» **Assignment**
Write out every line below that includes the word "countertop".

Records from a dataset
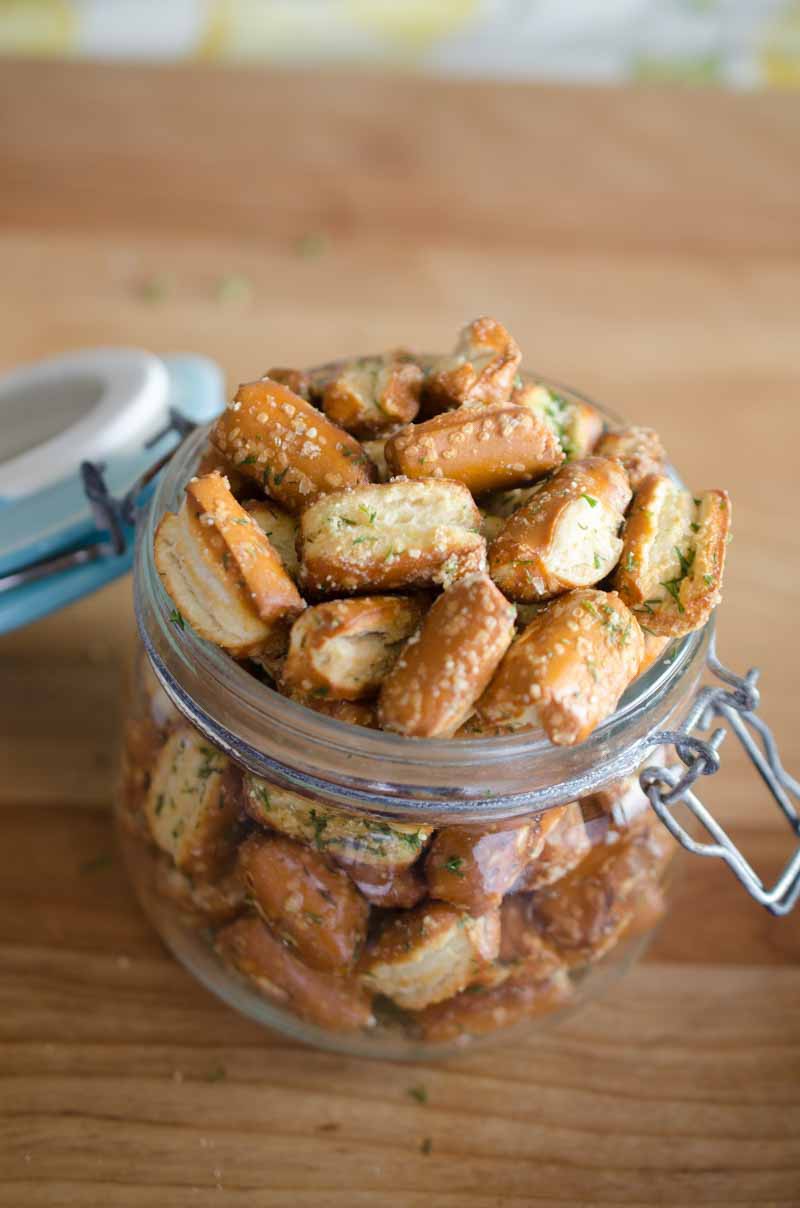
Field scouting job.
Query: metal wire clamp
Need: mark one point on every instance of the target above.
(735, 701)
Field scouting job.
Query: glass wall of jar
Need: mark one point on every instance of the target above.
(370, 893)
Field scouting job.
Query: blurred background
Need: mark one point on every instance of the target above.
(742, 44)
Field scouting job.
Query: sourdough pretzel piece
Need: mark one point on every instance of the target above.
(563, 848)
(487, 448)
(639, 449)
(308, 904)
(673, 556)
(479, 1011)
(192, 803)
(374, 394)
(577, 424)
(568, 669)
(585, 913)
(388, 536)
(446, 665)
(566, 535)
(221, 573)
(475, 866)
(343, 650)
(280, 528)
(342, 836)
(429, 953)
(287, 446)
(331, 1002)
(481, 370)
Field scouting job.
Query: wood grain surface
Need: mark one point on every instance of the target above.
(644, 245)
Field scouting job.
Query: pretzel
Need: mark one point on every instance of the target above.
(308, 904)
(568, 669)
(331, 1002)
(446, 665)
(563, 848)
(673, 556)
(375, 451)
(294, 452)
(429, 953)
(585, 913)
(566, 535)
(473, 867)
(222, 574)
(386, 887)
(374, 394)
(487, 448)
(389, 536)
(192, 803)
(481, 370)
(479, 1011)
(280, 528)
(345, 649)
(212, 902)
(577, 424)
(340, 835)
(353, 713)
(639, 449)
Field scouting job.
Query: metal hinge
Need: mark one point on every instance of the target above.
(735, 702)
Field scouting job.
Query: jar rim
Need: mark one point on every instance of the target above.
(375, 771)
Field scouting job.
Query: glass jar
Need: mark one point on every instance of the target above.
(375, 894)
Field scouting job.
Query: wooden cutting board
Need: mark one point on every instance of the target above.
(642, 244)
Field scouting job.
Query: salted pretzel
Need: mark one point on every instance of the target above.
(444, 668)
(473, 867)
(673, 556)
(429, 953)
(568, 668)
(577, 424)
(331, 1002)
(374, 394)
(639, 449)
(388, 536)
(481, 370)
(566, 535)
(278, 440)
(192, 803)
(345, 649)
(487, 448)
(307, 902)
(342, 836)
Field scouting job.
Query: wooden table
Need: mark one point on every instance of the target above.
(643, 244)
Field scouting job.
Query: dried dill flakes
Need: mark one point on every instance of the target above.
(233, 288)
(94, 865)
(312, 244)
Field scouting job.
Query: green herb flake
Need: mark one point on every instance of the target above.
(673, 587)
(99, 861)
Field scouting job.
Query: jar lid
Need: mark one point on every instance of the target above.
(81, 439)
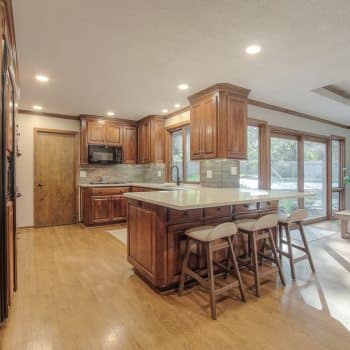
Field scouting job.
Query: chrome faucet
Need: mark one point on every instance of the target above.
(177, 173)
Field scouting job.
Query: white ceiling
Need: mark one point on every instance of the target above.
(129, 56)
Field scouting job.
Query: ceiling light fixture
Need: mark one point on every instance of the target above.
(42, 78)
(183, 86)
(253, 49)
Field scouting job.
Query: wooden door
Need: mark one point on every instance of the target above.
(96, 132)
(196, 131)
(100, 209)
(118, 208)
(55, 191)
(113, 134)
(10, 237)
(209, 133)
(130, 145)
(236, 128)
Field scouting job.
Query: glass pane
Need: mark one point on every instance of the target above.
(335, 202)
(315, 167)
(249, 169)
(191, 166)
(284, 170)
(176, 153)
(335, 163)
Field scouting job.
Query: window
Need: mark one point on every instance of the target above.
(315, 178)
(284, 169)
(249, 169)
(180, 156)
(338, 189)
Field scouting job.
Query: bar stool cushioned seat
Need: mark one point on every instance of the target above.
(212, 238)
(261, 230)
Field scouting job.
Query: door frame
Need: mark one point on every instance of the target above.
(76, 166)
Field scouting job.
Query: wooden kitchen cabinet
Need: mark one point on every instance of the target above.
(96, 131)
(130, 145)
(113, 134)
(99, 131)
(151, 140)
(103, 205)
(219, 122)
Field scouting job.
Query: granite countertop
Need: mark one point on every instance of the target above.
(204, 197)
(160, 186)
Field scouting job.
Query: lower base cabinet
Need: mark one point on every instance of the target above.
(103, 206)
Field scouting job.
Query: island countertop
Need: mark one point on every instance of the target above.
(206, 197)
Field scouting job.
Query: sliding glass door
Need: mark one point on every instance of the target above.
(284, 169)
(315, 178)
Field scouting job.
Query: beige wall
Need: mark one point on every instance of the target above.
(25, 170)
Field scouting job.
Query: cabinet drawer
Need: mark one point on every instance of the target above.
(179, 216)
(217, 212)
(245, 208)
(270, 205)
(107, 191)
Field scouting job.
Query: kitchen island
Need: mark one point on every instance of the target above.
(157, 222)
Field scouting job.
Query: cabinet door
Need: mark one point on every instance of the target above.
(9, 113)
(196, 131)
(130, 145)
(10, 251)
(177, 249)
(209, 132)
(144, 144)
(96, 131)
(113, 134)
(100, 209)
(236, 128)
(118, 208)
(142, 240)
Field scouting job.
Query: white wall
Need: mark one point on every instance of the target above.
(289, 121)
(25, 169)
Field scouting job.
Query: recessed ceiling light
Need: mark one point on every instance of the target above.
(253, 49)
(183, 86)
(42, 78)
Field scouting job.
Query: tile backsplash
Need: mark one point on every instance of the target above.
(122, 173)
(219, 173)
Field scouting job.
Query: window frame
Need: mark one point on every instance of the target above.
(168, 161)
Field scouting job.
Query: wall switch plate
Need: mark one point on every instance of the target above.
(234, 170)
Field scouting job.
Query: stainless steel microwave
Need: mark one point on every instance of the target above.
(105, 155)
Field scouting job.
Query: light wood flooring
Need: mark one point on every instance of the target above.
(77, 291)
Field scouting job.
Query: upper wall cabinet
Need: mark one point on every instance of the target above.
(96, 131)
(151, 140)
(219, 122)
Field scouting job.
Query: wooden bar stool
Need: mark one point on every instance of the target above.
(207, 235)
(261, 230)
(286, 222)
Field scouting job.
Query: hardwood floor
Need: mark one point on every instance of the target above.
(77, 291)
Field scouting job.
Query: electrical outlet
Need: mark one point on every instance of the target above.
(234, 170)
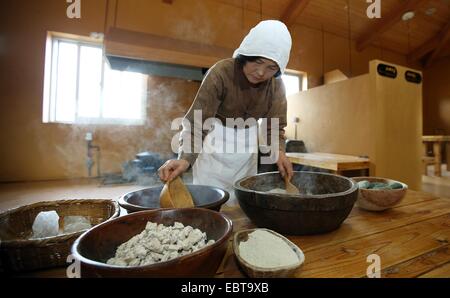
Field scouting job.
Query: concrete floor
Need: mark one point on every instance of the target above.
(439, 186)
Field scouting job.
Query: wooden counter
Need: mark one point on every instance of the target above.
(411, 239)
(337, 163)
(437, 142)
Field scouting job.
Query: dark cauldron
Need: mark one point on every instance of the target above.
(324, 203)
(204, 196)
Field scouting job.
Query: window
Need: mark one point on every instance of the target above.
(80, 87)
(292, 82)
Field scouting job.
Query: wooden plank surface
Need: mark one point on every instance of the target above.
(411, 239)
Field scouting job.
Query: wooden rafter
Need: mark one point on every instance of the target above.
(443, 38)
(385, 23)
(294, 9)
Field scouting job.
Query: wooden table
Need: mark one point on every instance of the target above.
(411, 239)
(337, 163)
(438, 142)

» **Solution**
Query: granite countertop
Query: island countertop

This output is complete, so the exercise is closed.